*** Text segment ***

My next steps meant that I actually had to talk in person to three-dimensional people in my world. After years of casually talking about it, it took me a really long time to be able to get the words out to Alex. I sat on a couch on the opposite side of the living room from him and watched him read on his computer for a long time as I tried to get my mouth to say the words: “Do you think I could really be on the spectrum?”

I didn’t tell anyone else. It wasn’t something I could say to anyone. I don’t know why. I just couldn’t. Although to be honest, there are a lot of things that I just don’t say to anyone. It’s what I do.

I don’t know that Alex understood my need for a diagnosis, but he was extremely gracious in accepting that I wanted to spend a fair amount of money to get one. From there, it was a matter of finding someone with the skills and availability to assess me.

I wanted to make sure that I got the right person because I really wanted an answer. I wanted to know if I was on the spectrum, but I also wanted to know if I wasn’t. I needed to know if I wasn’t, then what was I? Was I like everyone else? Or was there something else going on in my brain?

I was able to find someone after a few weeks and we spent several hours together over two sessions doing the testing. When we met to go over the results, I felt that I already knew most of what she had to say.

I ended up with an Asperger’s diagnosis.

I also ended up with diagnoses of dysthymia and anxiety, which will probably surprise no one. Those actually knocked me for way more of a loop than autism could have. Especially in terms of some things in the report, which I recognize as completely true, but were a little difficult to hear.

*** End of Text segment ***
*** Supplied records ***

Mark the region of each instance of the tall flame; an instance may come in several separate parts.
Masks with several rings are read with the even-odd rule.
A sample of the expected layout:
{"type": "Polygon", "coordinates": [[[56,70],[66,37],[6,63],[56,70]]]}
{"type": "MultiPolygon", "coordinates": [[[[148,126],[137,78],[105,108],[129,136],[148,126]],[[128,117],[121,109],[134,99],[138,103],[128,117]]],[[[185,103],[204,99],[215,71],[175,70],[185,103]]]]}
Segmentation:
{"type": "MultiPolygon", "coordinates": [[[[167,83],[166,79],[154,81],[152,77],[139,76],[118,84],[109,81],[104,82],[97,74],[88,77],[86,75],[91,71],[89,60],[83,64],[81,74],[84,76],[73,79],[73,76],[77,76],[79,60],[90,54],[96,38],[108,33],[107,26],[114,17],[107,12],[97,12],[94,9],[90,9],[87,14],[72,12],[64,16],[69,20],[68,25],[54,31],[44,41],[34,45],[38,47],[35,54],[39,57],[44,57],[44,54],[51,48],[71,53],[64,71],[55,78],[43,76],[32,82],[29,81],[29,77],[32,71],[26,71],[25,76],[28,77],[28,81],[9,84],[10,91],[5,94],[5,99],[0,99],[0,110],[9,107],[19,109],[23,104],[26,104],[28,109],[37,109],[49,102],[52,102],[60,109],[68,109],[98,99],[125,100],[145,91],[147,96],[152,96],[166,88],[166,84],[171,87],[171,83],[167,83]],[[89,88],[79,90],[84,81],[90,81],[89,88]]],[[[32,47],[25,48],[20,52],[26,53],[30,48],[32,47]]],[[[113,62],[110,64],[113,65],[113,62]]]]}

*** End of Supplied records ***

* _Your task_: Reproduce word for word the part of the account of seeking an autism diagnosis between "I don’t know that" and "an Asperger’s diagnosis.", inclusive. The material comes from a source separate from the account of seeking an autism diagnosis.

* _Answer to the exercise_:
I don’t know that Alex understood my need for a diagnosis, but he was extremely gracious in accepting that I wanted to spend a fair amount of money to get one. From there, it was a matter of finding someone with the skills and availability to assess me.

I wanted to make sure that I got the right person because I really wanted an answer. I wanted to know if I was on the spectrum, but I also wanted to know if I wasn’t. I needed to know if I wasn’t, then what was I? Was I like everyone else? Or was there something else going on in my brain?

I was able to find someone after a few weeks and we spent several hours together over two sessions doing the testing. When we met to go over the results, I felt that I already knew most of what she had to say.

I ended up with an Asperger’s diagnosis.